Part of a data file:
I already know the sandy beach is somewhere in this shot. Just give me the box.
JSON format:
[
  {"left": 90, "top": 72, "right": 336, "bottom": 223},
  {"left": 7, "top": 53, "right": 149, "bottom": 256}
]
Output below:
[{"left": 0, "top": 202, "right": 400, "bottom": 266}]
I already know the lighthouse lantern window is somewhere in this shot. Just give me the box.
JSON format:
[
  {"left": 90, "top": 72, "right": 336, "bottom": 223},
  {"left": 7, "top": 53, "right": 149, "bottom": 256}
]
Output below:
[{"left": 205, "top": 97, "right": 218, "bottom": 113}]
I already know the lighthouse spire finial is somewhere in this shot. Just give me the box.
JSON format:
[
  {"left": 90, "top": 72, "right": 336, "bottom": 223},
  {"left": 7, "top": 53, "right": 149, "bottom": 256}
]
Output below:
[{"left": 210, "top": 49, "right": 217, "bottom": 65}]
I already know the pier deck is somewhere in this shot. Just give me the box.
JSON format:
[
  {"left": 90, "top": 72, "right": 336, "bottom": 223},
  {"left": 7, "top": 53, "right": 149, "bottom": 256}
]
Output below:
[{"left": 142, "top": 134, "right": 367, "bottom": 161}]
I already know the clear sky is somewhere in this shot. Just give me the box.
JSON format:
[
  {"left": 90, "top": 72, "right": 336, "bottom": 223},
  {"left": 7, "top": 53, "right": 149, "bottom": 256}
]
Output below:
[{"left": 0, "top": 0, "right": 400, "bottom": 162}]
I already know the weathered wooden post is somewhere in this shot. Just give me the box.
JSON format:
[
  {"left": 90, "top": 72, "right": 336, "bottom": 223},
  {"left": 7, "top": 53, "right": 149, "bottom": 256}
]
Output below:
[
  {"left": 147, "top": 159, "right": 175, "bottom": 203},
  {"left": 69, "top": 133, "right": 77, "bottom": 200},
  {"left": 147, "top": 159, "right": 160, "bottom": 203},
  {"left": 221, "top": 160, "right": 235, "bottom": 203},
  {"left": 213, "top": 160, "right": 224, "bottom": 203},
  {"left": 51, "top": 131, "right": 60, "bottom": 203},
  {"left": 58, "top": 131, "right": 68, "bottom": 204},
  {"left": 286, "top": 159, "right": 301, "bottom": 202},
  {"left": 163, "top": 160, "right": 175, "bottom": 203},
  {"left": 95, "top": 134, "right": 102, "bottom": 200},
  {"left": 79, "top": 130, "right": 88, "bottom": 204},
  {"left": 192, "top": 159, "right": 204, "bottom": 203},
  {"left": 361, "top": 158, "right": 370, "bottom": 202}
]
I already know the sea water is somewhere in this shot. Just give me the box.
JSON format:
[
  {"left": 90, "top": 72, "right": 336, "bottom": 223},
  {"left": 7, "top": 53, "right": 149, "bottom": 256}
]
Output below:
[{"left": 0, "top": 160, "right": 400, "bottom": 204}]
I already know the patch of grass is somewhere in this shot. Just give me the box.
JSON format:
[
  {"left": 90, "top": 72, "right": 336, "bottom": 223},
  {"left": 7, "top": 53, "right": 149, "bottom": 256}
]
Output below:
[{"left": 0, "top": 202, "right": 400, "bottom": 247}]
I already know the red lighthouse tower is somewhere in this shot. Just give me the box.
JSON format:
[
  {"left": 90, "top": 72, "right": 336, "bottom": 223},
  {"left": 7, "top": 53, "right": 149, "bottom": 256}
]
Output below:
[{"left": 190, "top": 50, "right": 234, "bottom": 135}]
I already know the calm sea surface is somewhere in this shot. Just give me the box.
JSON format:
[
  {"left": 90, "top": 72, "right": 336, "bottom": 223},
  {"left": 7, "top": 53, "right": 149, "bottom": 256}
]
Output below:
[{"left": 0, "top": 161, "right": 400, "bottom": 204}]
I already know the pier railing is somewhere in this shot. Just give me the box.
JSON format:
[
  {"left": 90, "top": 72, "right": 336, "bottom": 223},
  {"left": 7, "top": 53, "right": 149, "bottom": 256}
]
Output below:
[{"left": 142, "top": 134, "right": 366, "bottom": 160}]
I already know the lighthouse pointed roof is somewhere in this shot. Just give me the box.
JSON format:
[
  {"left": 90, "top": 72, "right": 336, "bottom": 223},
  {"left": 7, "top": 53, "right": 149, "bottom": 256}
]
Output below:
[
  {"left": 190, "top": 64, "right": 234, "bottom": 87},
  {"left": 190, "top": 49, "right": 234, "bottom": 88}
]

EXERCISE DESCRIPTION: Please count the lines in the rows above that contain the string "somewhere", treating case as significant. Reply with only the number.

EXERCISE OUTPUT: 12